Written instruction: Copy the listing below word for word, keeping every line as it is.

──────── Material for the task

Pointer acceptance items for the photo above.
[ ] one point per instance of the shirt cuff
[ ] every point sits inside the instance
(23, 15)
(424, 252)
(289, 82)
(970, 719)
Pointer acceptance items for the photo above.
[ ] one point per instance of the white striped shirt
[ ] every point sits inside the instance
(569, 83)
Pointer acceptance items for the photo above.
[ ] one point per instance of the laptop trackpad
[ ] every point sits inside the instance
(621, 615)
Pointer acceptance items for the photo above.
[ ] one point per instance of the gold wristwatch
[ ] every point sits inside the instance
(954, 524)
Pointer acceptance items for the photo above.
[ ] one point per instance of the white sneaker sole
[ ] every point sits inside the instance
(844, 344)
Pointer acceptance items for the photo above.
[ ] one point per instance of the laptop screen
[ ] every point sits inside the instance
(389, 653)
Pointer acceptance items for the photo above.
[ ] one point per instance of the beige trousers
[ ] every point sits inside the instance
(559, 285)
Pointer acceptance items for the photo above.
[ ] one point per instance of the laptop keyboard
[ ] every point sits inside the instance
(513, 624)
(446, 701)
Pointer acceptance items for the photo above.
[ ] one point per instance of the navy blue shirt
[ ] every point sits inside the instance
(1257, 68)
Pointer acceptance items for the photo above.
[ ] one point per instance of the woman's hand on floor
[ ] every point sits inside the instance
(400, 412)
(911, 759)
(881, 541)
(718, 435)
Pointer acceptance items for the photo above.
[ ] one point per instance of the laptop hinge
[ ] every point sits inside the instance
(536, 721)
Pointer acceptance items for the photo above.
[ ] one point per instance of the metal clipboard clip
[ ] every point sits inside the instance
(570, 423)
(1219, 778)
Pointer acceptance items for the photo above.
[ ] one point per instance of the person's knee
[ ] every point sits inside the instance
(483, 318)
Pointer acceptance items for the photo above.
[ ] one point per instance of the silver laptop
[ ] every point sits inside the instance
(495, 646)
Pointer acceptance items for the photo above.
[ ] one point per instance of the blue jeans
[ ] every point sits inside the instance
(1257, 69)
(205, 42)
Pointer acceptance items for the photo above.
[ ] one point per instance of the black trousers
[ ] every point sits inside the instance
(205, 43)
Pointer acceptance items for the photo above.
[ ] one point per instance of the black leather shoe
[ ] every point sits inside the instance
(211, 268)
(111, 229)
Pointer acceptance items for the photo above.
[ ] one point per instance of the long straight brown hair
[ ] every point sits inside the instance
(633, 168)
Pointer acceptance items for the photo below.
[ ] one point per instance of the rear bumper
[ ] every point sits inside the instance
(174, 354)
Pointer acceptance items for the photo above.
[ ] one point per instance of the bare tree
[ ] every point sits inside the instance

────────────────

Response to the task:
Pointer acceptance items for the photo above.
[ ] one point per instance of the shirt cuff
[ ] every point sits inside the instance
(23, 15)
(424, 252)
(289, 82)
(970, 719)
Pointer acceptance items for the photo above.
[ ] one point per instance of the white striped shirt
[ ] every point sits inside the instance
(569, 83)
Pointer acceptance items for the photo above.
[ ] one point per instance of the laptop trackpad
[ ] every point sits inside the instance
(621, 615)
Pointer acceptance items for the photo above.
[ ] one point per instance of the gold wristwatch
[ ] every point sits inside the instance
(954, 524)
Pointer acceptance items for the photo above.
[ ] one point per instance of the white sneaker sole
[ ] every point sits inside the instance
(844, 344)
Pointer acceptance items for the photo above.
[ ] one point per instance of the laptop screen
[ ] every point sits inside the instance
(389, 653)
Pointer acceptance items for the photo above.
[ ] one point per instance of the beige trousers
[ ] every point sits inside the instance
(559, 285)
Pointer acceptance items for the photo above.
[ ] one point per instance of the laptop keyboard
[ ] every point sits inside the instance
(513, 624)
(446, 701)
Pointer acceptance items for the photo above.
[ ] one point per instance of the navy blue shirt
[ ] every point sits inside the instance
(1257, 68)
Pointer acceptance items for the photo above.
[ ] one point per instance of the woman's hand on floor
[ ] every point sits inside the instance
(400, 412)
(911, 759)
(881, 541)
(718, 435)
Pointer acceptance items for the photo above.
[ ] one point per instance of the laptop hinge
[ ] every point sits inside the instance
(536, 721)
Pointer acceptance items for the photo above.
[ ] one point per instance of the metal clipboard clip
[ ] every point sits inside the instance
(570, 423)
(1219, 778)
Pointer acceptance items for the photo above.
[ ] one point per instance of the person's knee
[ ] every point sits inside the instance
(483, 318)
Pointer acceptance items for the photo above.
[ ] one point per instance of the silver laptop
[ ] every point sits inside the instance
(495, 646)
Pointer acceptance items for the photo above.
[ ] one point per instance of the blue jeans
[ ] every point sits inside the instance
(1257, 69)
(205, 42)
Pointer acceptance items for the photo above.
[ ] one point per instance of the black trousers
[ ] every point sits inside the instance
(205, 43)
Pointer acceptance items for the photo above.
[ ] one point per instance of the black leather shoe
[ ] every point sits inside the instance
(211, 268)
(111, 229)
Pointer acceptance items for the photo above.
[ ] one point per instance of the long straight brown hair
[ ] every point sits inside the instance
(633, 168)
Pointer acceptance items for the photo below.
[ ] one point per instance of the rear bumper
[ ] every point sits inside the instance
(174, 354)
Pointer acceptance items for the photo above.
[ ] one point per instance of the bare tree
[ ] every point sits inside the instance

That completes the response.